▶ WORK TO COMPLETE:
(A) In the SEEK24 article, what Mass did Austin Stewart's mother suggest he attend?
(B) Reproduce the part of the SEEK24 article starting with "Austin Stewart, who’s" and going on through "before attending SEEK24.".

▶ PROVIDED TEXT:
********
Austin Stewart, who’s studying business with a minor in marketing at the University of Missouri, returned to the Catholic Church three months before attending SEEK24.

“I can tell you, I’ve never wanted to be in the Church more than I do now,” he said.

Mr. Stewart grew up Catholic but gradually stopped practicing his faith.

He began attending a Protestant church and turned his life over to Christ at an event similar to SEEK.

Yet, he couldn’t help feeling that something was missing.

His mother suggested that he attend the 8 p.m. Sunday Mass for students at the St. Thomas More Newman Center in Columbia.

“It was absolutely beautiful!” he recalled.

He met with several priests in the weeks that followed, and one invited him to take part in Adoration at the Newman Center.

“I went there and just rested,” he said. “It was very moving. I knew there was something going on.”

After that came a series of profound “aha” moments he could no longer set aside.

“It was the strongest calling from the Lord to go back to the Catholic Church,” he said. “I’ve never been surer of anything in my life.”

That’s precisely what he wanted everyone at SEEK24 to experience for themselves.

“I want everyone here to turn their live over to Christ,” he said. “That’s what life is all about. We’re here for Christ, to worship Christ and ultimately be redeemed and saved. Because that’s what he offers.”

Back for good

Ashley Stewart, who recently graduated from the University of Missouri with a degree in communication, hopes to remember forever what she saw and heard at SEEK24.

“I think the biggest thing is the community — all of these Catholics I’ve met, all of these college students and people in religious life,” she said.
********
▶ SOURCE DATA:

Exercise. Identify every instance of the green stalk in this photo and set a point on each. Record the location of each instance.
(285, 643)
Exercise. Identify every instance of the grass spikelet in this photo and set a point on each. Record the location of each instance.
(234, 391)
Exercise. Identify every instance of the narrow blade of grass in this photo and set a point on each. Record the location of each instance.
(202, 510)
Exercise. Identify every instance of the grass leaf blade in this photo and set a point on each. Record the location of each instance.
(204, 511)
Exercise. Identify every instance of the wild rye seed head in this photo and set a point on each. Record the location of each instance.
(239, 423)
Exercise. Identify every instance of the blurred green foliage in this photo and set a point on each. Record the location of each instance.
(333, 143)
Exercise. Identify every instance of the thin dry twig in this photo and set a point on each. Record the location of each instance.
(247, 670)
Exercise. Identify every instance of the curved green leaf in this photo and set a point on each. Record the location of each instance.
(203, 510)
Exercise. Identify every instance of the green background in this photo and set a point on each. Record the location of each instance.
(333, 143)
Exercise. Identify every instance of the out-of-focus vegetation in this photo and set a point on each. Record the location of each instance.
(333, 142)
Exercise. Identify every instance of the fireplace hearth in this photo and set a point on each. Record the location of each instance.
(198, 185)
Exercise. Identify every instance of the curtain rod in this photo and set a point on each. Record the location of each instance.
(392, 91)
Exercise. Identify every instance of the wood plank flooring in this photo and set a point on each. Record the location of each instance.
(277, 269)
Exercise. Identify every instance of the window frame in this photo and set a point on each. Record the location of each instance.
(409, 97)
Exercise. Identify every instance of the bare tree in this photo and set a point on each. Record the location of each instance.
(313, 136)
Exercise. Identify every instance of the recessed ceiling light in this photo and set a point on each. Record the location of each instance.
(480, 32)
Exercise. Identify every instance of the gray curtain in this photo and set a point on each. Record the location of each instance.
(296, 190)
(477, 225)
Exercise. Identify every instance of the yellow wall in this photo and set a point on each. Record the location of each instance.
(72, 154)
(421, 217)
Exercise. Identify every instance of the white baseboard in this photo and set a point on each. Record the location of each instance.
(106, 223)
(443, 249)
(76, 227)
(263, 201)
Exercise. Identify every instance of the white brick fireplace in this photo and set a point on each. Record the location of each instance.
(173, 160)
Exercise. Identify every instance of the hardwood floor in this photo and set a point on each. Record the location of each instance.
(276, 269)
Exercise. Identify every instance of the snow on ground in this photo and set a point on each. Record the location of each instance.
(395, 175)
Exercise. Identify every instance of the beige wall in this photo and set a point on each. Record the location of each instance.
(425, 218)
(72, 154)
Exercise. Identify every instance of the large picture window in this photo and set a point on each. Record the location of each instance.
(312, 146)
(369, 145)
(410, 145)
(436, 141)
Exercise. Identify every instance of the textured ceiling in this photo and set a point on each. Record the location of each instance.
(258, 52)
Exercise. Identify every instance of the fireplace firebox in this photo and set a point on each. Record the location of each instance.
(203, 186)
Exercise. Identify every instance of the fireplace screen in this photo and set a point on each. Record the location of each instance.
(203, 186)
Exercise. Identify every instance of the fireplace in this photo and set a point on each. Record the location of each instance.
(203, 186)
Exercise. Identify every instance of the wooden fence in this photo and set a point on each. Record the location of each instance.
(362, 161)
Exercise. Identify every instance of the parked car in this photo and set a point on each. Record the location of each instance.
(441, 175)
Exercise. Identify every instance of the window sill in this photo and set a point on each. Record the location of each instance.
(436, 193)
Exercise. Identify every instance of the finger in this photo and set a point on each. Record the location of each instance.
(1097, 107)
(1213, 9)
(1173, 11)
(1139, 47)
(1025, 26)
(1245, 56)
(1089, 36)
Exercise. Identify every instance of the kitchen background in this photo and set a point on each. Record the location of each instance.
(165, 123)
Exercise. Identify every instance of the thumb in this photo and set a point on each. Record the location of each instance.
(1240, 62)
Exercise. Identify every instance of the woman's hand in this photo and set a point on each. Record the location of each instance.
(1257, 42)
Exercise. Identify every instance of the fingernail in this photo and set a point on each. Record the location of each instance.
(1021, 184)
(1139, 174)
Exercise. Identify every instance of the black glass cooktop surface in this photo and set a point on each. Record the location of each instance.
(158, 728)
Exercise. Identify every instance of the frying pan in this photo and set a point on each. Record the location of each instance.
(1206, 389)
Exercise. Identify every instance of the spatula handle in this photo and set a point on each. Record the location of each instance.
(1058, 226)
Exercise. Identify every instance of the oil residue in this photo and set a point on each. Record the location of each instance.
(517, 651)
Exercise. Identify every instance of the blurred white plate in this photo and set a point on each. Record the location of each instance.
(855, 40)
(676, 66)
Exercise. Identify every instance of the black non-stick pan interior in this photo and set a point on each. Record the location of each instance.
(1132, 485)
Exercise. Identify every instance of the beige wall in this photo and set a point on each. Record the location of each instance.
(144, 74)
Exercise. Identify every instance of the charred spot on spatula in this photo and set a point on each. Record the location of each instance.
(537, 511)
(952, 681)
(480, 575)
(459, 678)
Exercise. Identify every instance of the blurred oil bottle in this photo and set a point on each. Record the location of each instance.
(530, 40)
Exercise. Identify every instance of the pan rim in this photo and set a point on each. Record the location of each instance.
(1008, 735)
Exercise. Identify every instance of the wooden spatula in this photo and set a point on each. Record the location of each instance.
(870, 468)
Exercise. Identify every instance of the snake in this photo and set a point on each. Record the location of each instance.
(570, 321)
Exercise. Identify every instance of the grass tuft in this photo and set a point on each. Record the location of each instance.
********
▶ RESPONSES:
(A) She suggested the 8 p.m. Sunday Mass for students at the St. Thomas More Newman Center in Columbia.

(B)
Austin Stewart, who’s studying business with a minor in marketing at the University of Missouri, returned to the Catholic Church three months before attending SEEK24.